**Given text:**
::::::::

Tenses In English Grammar With Examples

In English Grammar, there are 12 tenses. I’m going to discuss all these tenses with examples.

tenses in english grammar with examples

Simple Present Tense

The present simple is the most common tense used by people. It is also called the simple present.

We use the base form of the verb to make simple present tense when using you, they, we, and I.

present simple with you, they, we, I

See Examples;

You wash the car.
I wash the car.
They wash the car.
We wash the car.

Add -s to the verb for subjects (he, she, it, and singular noun) 

simple present tense with he she it singular noun

See Examples;

He needs a roommate.
She needs a blanket.
It needs a lot of work
John needs money.

Add -es to verbs when using he, she, it and singular noun if the verb:

  1. ends with z, s, x, ss, ch, or sh
  2. ends with o
  3. ends with y preceded by a consonant—change the y to i before adding -es

See Examples;

He washes the car.
She goes to school.
He tries very hard.
My cat scratch the furniture.

Simple Present Tense
(Verb  ‘To be”) 

The verb ‘to be’ describes the identity, qualities, or condition of a person or object.

Use the following to form the present tense of the verb ‘to be’.

  • I am : I am serious.
  • You are : You are my friend.
  • She is: She is busy.
  • It is : It is wrong.
  • They are : They are good.
  • We are : We are happy.

‘To be’ Positive Sentence

  1. am ready.
  2. She is my friend.
  3. They are twins.
  4. The flowers are yellow.
  5. The flashlight is in the tent.
  6. am tired today.
  7. The toys are in the basement.
  8. The ribbons in my hair are pink.
  9. The kitchen is very small.
  10. The vacuum is in the closet.

‘To be’ Negative Sentence

Place not after the verb to be to create the negative form of the present tense. Some examples of the negative form of the simple present tense are:

  1. She is not my sister.

::::::::

Source data
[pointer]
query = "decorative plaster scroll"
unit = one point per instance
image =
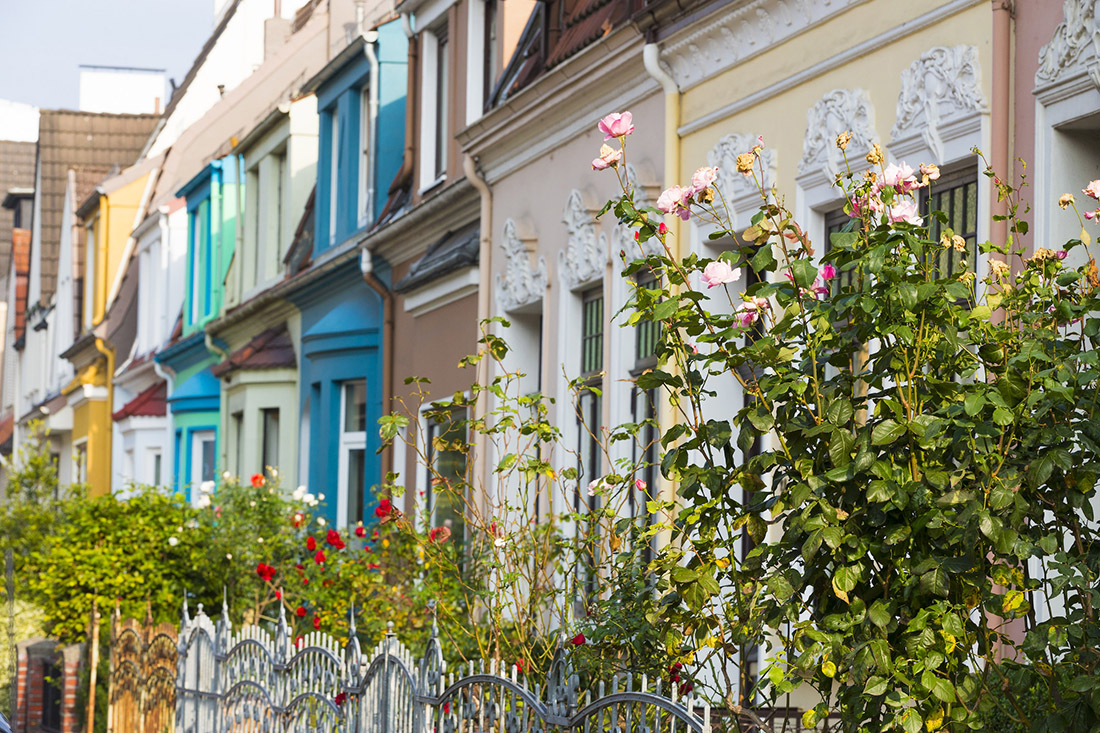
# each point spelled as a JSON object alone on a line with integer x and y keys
{"x": 740, "y": 192}
{"x": 585, "y": 255}
{"x": 520, "y": 284}
{"x": 837, "y": 111}
{"x": 741, "y": 33}
{"x": 939, "y": 88}
{"x": 1075, "y": 46}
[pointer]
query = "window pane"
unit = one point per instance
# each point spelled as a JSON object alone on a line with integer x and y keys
{"x": 271, "y": 437}
{"x": 447, "y": 480}
{"x": 355, "y": 406}
{"x": 208, "y": 459}
{"x": 592, "y": 332}
{"x": 356, "y": 470}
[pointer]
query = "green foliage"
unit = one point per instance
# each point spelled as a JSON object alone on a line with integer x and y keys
{"x": 910, "y": 440}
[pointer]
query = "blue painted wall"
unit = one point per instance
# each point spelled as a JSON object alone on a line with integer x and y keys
{"x": 341, "y": 340}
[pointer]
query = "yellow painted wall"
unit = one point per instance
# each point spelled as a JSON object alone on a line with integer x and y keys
{"x": 117, "y": 211}
{"x": 781, "y": 119}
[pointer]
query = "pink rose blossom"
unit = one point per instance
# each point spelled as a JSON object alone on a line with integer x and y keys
{"x": 702, "y": 178}
{"x": 719, "y": 273}
{"x": 608, "y": 157}
{"x": 674, "y": 200}
{"x": 616, "y": 124}
{"x": 905, "y": 211}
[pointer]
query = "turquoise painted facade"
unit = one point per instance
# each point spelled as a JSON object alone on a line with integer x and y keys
{"x": 215, "y": 201}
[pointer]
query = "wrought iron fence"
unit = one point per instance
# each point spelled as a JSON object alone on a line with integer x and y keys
{"x": 253, "y": 681}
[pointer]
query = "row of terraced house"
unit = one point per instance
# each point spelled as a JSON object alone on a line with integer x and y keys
{"x": 340, "y": 190}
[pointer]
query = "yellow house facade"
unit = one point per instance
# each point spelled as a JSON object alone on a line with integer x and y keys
{"x": 109, "y": 215}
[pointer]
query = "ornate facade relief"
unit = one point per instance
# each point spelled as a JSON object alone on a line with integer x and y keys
{"x": 585, "y": 255}
{"x": 1074, "y": 50}
{"x": 744, "y": 32}
{"x": 835, "y": 112}
{"x": 941, "y": 98}
{"x": 520, "y": 284}
{"x": 740, "y": 192}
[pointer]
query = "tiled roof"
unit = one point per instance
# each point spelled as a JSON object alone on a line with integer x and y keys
{"x": 89, "y": 144}
{"x": 17, "y": 171}
{"x": 273, "y": 349}
{"x": 454, "y": 251}
{"x": 152, "y": 402}
{"x": 542, "y": 46}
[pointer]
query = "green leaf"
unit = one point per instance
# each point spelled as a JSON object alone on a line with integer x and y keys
{"x": 879, "y": 613}
{"x": 887, "y": 431}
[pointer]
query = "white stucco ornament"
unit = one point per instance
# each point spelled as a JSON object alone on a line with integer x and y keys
{"x": 519, "y": 284}
{"x": 740, "y": 192}
{"x": 585, "y": 255}
{"x": 837, "y": 111}
{"x": 1074, "y": 48}
{"x": 939, "y": 90}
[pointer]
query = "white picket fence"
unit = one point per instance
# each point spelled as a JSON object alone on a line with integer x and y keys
{"x": 253, "y": 681}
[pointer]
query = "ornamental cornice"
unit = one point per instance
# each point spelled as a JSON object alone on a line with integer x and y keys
{"x": 1074, "y": 48}
{"x": 740, "y": 33}
{"x": 520, "y": 284}
{"x": 837, "y": 111}
{"x": 939, "y": 91}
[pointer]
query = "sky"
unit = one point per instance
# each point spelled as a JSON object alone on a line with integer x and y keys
{"x": 43, "y": 42}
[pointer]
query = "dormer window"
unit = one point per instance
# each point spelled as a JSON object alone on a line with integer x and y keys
{"x": 435, "y": 122}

::::::::

**What the task asks:**
Reproduce the passage from the article on English tenses from "2. She is my friend." up to and including "toys are in the basement.".

**Solution:**
2. She is my friend.
  3. They are twins.
  4. The flowers are yellow.
  5. The flashlight is in the tent.
  6. am tired today.
  7. The toys are in the basement.